Love in Time of War

In Bridge to Haven, Joshua and Abra carry on a Korean war-time correspondence.  We cut some of the letters from the manuscript, but they may be posted on the Facebook page after the book is released.  Letters were a way to keep the story moving forward and having time pass more quickly.  Letters also showed the change occurring in two primary characters, one by the devastating effects of war on men in battle and the other, the turbulent emotional highs and lows of the teen years.  Joshua already knows who he is and what he wants, but Abra has a lot of growing up to do.  The letters also keep them connected and help them pick up where they left off when Joshua comes home, even though the emotional terrain has changed more than either realizes. 

My mother and father had a war-time correspondence.  They were married before Dad went into the Army.  He trained as a medic (as Joshua does) and was sent to Europe. He was part of the third wave into Normandy. Before he left, he had dreamed of being a doctor.  When he came home, the dream had died on the battlefield and he went into law enforcement.  As an adult looking back, I wonder how PTSD may have played a part in many of his decisions and increased his vigilance and protective instincts toward his family.

STUDY QUESTIONS -
[a] Duplicate the part of the Bridge to Haven text from "Love in Time" to "than either realizes.".
[b] Go on with the text about the war-time letters in Bridge to Haven, picking up after its final sentence.
The items after this text have nothing to do with it.

Image point grounding data -
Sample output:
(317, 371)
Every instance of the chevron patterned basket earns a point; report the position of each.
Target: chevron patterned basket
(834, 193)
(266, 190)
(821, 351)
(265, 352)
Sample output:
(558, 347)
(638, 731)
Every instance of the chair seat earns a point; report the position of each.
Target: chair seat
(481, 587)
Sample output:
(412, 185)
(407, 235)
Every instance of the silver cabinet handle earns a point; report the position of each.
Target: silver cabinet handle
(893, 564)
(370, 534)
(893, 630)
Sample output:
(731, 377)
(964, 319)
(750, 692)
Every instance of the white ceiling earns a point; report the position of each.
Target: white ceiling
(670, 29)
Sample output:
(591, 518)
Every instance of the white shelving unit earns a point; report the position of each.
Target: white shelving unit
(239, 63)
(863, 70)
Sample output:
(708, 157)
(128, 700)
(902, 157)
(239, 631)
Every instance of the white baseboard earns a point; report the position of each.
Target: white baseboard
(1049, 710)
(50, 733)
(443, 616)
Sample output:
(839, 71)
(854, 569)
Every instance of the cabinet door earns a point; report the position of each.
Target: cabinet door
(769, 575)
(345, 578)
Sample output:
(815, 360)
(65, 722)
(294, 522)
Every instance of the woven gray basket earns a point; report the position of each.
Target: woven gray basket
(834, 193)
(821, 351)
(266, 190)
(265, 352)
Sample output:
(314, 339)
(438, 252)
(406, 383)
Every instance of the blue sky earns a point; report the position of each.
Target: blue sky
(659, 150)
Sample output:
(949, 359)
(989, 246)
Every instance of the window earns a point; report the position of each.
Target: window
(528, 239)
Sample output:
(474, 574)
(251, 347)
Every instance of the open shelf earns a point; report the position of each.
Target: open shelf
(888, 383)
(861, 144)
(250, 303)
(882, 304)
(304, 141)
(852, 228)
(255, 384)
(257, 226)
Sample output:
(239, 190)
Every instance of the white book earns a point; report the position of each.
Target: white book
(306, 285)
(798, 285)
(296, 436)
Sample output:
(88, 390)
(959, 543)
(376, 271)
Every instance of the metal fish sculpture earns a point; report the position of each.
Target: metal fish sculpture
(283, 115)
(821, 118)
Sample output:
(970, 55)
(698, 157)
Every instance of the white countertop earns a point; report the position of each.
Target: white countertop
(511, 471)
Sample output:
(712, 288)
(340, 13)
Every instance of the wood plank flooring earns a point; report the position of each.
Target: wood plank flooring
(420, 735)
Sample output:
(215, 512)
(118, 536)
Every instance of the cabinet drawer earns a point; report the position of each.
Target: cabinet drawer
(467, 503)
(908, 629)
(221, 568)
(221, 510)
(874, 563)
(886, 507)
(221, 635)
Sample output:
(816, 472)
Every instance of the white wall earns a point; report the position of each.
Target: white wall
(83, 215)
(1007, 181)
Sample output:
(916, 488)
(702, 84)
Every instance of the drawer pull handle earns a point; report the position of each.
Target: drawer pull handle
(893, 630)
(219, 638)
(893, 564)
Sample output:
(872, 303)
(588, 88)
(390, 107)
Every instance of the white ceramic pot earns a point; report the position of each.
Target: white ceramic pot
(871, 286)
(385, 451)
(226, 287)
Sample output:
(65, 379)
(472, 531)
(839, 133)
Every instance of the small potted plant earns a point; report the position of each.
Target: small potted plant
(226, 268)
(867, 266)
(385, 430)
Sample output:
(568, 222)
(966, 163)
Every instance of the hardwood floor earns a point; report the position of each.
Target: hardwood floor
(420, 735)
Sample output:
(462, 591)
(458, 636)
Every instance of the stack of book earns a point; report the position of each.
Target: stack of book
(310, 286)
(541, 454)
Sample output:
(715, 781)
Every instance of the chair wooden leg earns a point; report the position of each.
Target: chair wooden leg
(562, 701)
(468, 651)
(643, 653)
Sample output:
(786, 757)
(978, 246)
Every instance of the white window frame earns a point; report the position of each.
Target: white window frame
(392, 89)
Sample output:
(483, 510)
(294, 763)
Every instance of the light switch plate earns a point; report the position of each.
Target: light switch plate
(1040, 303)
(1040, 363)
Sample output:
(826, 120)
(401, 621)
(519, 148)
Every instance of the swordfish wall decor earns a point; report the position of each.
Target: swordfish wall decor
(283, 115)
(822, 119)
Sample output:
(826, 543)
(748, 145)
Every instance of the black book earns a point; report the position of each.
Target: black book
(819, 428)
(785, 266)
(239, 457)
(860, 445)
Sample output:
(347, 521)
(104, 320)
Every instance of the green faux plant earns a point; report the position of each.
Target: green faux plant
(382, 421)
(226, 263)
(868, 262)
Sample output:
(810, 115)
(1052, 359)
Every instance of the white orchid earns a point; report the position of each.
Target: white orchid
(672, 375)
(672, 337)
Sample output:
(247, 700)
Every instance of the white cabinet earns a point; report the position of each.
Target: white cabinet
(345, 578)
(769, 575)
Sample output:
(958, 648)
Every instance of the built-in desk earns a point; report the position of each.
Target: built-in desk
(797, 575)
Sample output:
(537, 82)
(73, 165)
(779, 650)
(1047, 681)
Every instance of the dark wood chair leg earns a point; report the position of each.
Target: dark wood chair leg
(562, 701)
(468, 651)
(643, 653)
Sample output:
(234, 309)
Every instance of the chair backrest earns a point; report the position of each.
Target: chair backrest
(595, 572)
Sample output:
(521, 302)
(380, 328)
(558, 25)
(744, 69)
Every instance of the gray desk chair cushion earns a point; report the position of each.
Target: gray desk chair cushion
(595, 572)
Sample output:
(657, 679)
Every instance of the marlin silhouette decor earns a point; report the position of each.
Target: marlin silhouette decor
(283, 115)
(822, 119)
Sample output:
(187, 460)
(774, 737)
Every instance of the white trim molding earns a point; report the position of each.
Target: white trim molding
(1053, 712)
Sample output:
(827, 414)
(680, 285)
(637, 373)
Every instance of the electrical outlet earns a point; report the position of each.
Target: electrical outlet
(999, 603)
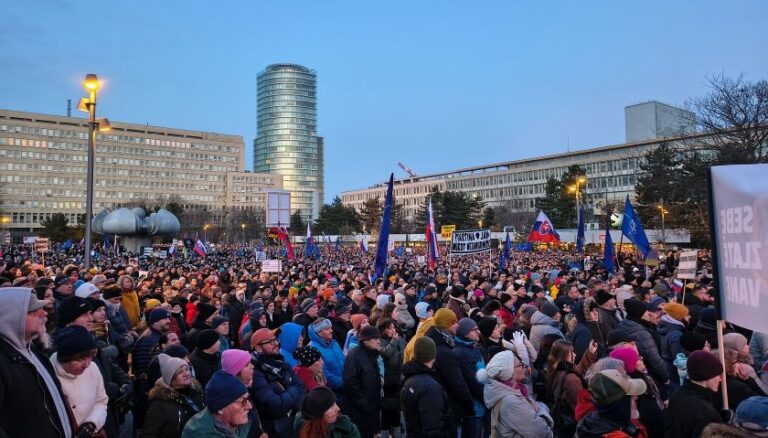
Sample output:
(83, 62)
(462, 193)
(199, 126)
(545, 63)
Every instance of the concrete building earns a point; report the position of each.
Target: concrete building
(287, 143)
(655, 120)
(43, 169)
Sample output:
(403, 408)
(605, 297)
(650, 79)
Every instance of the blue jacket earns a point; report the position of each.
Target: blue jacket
(332, 357)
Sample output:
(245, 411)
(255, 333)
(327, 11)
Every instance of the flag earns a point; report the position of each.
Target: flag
(633, 229)
(431, 235)
(200, 249)
(543, 230)
(580, 232)
(381, 245)
(282, 234)
(610, 254)
(505, 254)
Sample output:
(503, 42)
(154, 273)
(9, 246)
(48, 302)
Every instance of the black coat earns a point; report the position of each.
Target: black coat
(691, 409)
(425, 406)
(362, 389)
(26, 406)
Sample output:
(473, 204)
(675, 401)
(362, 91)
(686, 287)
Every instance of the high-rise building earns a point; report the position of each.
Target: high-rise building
(286, 141)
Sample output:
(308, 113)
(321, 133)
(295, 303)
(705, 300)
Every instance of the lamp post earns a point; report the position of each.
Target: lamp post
(88, 104)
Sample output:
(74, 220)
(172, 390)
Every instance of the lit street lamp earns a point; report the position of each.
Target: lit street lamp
(88, 104)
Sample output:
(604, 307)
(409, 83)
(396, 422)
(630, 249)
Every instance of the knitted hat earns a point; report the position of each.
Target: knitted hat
(466, 325)
(158, 314)
(627, 355)
(222, 390)
(422, 310)
(444, 318)
(306, 355)
(635, 308)
(72, 340)
(676, 311)
(734, 341)
(169, 366)
(548, 308)
(609, 386)
(604, 296)
(501, 367)
(424, 349)
(71, 309)
(86, 290)
(703, 366)
(486, 325)
(357, 319)
(692, 341)
(317, 402)
(206, 339)
(233, 360)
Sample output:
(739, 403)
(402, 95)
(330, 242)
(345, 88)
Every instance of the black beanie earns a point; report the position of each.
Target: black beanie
(317, 401)
(635, 308)
(206, 339)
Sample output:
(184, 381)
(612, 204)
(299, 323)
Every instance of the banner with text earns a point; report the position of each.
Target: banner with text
(740, 228)
(470, 241)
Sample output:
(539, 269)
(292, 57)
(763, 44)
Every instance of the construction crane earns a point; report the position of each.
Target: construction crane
(406, 169)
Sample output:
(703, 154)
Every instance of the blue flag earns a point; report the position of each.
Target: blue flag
(633, 229)
(610, 253)
(383, 242)
(580, 231)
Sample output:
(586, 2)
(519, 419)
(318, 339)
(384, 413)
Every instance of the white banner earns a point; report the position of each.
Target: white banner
(470, 241)
(740, 225)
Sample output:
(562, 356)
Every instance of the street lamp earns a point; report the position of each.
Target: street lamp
(88, 104)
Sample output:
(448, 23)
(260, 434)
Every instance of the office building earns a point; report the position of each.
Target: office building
(286, 143)
(43, 168)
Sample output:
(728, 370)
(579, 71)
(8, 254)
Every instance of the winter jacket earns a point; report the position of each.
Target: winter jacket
(513, 415)
(647, 348)
(470, 360)
(333, 359)
(276, 393)
(449, 375)
(169, 410)
(362, 389)
(690, 409)
(202, 426)
(542, 325)
(425, 405)
(205, 365)
(342, 428)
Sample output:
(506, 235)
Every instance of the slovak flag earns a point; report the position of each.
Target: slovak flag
(431, 237)
(200, 249)
(543, 230)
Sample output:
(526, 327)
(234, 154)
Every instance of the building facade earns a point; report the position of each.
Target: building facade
(43, 165)
(286, 143)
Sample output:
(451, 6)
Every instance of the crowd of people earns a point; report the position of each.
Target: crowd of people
(550, 344)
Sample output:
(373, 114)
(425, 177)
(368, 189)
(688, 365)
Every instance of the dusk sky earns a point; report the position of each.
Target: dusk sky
(438, 85)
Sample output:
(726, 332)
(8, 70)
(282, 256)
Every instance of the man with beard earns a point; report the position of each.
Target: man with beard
(27, 409)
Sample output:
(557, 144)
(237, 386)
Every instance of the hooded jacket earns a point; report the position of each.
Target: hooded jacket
(333, 359)
(31, 401)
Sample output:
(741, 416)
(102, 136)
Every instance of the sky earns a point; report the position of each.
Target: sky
(438, 85)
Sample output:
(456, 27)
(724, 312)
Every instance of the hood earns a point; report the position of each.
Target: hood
(289, 336)
(539, 318)
(14, 302)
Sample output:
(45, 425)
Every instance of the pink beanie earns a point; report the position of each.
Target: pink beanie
(233, 360)
(627, 355)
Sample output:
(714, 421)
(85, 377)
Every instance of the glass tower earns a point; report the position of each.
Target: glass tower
(286, 140)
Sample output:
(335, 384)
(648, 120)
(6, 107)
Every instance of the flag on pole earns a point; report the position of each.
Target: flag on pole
(543, 230)
(610, 253)
(381, 245)
(580, 232)
(431, 238)
(633, 229)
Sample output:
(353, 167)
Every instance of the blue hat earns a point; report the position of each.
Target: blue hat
(222, 390)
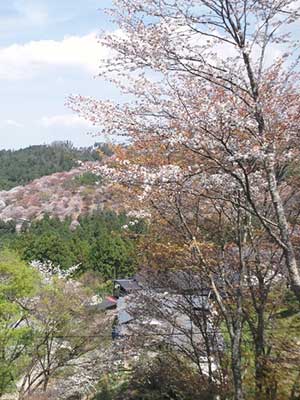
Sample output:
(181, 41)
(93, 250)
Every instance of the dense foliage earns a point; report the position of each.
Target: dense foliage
(98, 243)
(22, 166)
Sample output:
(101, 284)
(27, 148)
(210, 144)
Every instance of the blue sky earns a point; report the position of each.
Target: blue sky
(48, 50)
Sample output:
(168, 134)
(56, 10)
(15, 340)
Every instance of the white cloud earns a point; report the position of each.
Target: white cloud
(23, 61)
(64, 120)
(13, 123)
(26, 14)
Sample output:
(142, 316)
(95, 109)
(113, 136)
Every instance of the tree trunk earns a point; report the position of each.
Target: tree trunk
(236, 366)
(289, 253)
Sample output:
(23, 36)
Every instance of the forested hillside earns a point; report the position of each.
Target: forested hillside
(23, 166)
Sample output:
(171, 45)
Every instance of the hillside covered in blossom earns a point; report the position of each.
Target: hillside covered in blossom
(63, 194)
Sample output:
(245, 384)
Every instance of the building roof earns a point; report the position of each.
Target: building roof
(108, 303)
(128, 285)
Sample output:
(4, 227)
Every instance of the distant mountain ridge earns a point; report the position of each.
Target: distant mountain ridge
(63, 194)
(19, 167)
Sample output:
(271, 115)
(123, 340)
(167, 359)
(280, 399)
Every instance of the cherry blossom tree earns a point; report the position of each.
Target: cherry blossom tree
(217, 80)
(213, 127)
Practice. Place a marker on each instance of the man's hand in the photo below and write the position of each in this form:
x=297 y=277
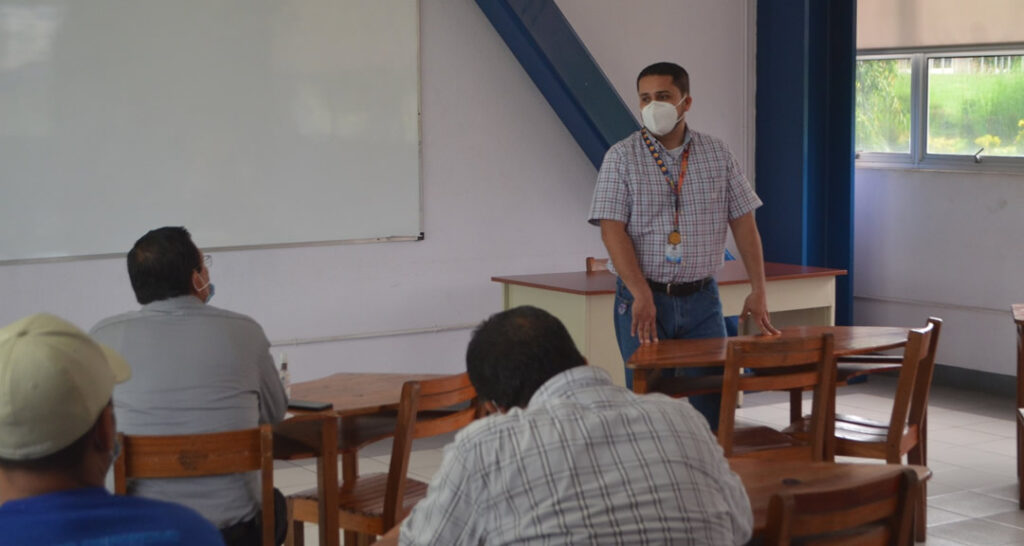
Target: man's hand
x=644 y=318
x=755 y=308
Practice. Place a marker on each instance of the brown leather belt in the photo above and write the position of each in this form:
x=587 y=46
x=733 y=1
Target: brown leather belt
x=679 y=289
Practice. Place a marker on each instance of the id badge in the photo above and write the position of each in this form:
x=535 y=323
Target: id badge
x=673 y=253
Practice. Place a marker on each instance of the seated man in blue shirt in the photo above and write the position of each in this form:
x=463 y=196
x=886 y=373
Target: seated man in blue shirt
x=57 y=442
x=571 y=458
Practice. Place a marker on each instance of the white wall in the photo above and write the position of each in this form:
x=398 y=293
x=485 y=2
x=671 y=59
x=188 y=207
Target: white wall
x=506 y=191
x=945 y=244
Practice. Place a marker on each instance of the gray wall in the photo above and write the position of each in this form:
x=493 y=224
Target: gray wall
x=506 y=191
x=947 y=244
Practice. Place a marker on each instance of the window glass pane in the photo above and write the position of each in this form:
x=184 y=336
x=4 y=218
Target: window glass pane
x=976 y=102
x=884 y=106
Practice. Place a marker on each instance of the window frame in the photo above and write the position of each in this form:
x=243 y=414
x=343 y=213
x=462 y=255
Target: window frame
x=919 y=158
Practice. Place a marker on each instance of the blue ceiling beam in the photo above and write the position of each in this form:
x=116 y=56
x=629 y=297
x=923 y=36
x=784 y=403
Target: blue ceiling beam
x=562 y=69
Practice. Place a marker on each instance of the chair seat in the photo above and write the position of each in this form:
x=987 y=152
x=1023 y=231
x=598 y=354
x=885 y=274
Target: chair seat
x=850 y=429
x=749 y=441
x=689 y=386
x=847 y=371
x=365 y=496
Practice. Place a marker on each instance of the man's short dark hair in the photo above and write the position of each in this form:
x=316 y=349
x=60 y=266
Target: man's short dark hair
x=161 y=264
x=515 y=351
x=679 y=75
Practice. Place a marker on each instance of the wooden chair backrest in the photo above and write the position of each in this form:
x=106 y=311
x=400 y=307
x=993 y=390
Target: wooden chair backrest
x=923 y=379
x=875 y=512
x=782 y=364
x=596 y=264
x=201 y=455
x=915 y=374
x=428 y=408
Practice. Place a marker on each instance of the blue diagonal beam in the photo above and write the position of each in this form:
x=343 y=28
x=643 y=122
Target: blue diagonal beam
x=562 y=69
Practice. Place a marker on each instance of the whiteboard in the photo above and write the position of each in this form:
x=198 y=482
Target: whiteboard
x=250 y=122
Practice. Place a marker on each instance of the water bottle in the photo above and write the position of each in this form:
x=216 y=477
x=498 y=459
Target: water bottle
x=286 y=378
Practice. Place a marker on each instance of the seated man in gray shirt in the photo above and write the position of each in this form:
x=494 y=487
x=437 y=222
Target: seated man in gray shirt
x=198 y=369
x=570 y=458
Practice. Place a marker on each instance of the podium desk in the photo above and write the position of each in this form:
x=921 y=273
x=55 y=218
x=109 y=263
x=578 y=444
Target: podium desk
x=798 y=295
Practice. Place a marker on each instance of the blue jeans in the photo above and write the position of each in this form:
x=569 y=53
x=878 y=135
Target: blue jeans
x=696 y=316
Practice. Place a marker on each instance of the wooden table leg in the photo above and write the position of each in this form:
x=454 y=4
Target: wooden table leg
x=641 y=381
x=349 y=471
x=327 y=485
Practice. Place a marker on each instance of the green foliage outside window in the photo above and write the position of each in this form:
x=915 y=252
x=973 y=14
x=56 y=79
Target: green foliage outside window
x=976 y=102
x=883 y=106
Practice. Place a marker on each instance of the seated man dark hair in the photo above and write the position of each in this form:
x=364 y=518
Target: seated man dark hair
x=571 y=458
x=199 y=369
x=57 y=442
x=161 y=264
x=512 y=353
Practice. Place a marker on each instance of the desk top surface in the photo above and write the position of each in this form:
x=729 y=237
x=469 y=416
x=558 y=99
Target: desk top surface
x=593 y=283
x=356 y=393
x=711 y=351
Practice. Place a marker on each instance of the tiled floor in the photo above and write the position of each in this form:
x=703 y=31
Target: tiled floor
x=972 y=497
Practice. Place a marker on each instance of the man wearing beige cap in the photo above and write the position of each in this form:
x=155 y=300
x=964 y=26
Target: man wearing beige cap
x=57 y=442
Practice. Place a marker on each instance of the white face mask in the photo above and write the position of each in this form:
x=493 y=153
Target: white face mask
x=659 y=118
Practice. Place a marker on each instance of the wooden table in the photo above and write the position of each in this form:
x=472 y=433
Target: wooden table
x=763 y=478
x=365 y=405
x=585 y=302
x=354 y=394
x=652 y=358
x=1018 y=309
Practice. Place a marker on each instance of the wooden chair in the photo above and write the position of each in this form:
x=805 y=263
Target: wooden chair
x=202 y=455
x=905 y=433
x=876 y=512
x=370 y=505
x=596 y=264
x=779 y=364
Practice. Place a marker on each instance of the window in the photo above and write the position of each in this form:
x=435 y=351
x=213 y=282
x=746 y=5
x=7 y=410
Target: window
x=883 y=122
x=943 y=109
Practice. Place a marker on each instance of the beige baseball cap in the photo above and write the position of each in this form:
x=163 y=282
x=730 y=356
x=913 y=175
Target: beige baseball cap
x=54 y=382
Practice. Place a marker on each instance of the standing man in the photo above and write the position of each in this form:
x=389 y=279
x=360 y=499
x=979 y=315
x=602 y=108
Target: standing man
x=665 y=197
x=199 y=369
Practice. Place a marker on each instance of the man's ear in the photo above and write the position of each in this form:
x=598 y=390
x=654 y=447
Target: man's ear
x=105 y=430
x=197 y=280
x=489 y=407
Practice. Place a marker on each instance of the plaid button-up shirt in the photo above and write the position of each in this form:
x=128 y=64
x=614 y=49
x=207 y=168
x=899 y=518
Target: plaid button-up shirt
x=631 y=189
x=587 y=462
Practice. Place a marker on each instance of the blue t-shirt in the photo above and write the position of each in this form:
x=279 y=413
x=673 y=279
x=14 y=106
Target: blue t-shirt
x=92 y=516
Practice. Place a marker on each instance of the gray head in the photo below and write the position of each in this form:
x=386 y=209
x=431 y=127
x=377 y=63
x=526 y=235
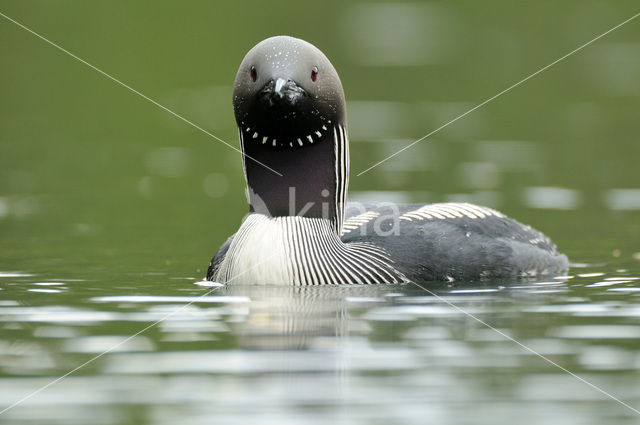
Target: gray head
x=285 y=90
x=290 y=109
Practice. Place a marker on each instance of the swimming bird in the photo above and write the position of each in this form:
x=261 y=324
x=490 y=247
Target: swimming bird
x=290 y=109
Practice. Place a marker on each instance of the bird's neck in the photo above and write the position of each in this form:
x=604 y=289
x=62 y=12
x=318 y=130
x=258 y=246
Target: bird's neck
x=306 y=177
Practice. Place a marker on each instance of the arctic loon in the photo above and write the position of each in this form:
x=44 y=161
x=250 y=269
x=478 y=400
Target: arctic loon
x=290 y=110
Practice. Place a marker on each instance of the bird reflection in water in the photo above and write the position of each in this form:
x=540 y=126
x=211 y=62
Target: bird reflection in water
x=299 y=318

ANSWERS FOR THE EXERCISE -
[a]
Love in Time of War

In Bridge to Haven, Joshua and Abra carry on a Korean war-time correspondence.  We cut some of the letters from the manuscript, but they may be posted on the Facebook page after the book is released.  Letters were a way to keep the story moving forward and having time pass more quickly.  Letters also showed the change occurring in two primary characters, one by the devastating effects of war on men in battle and the other, the turbulent emotional highs and lows of the teen years.  Joshua already knows who he is and what he wants, but Abra has a lot of growing up to do.  The letters also keep them connected and help them pick up where they left off when Joshua comes home, even though the emotional terrain has changed more than either realizes.

[b]
War-time letters brought Rick back into my life during the Vietnam War.  My brother was stationed in Hue at the time of the Tet Offensive.  His building was blasted to smithereens and he was severely wounded and taken captive.  Others with him had died in the blast, were shot later or taken north to prison camps.  My brother was held under guard.  When my brother was MIA, the story was headline news in our hometown.  It was also headline news when he was found.  Mom Edith had written daily letters to Rick while he served as a Marine in DaNang. During Tet, the mail stopped.  When it started again, the first two letters he opened were about my brother.  He wrote a letter which my mother forwarded to me at UNR.  I wrote back.  I came home on Christmas break a few days before he returned from Vietnam and came home on R&R.  He dropped by on December 21. I went back to college. Rick went to El Toro.  We continued to write and see one another whenever we could. We were married December 21 the following year.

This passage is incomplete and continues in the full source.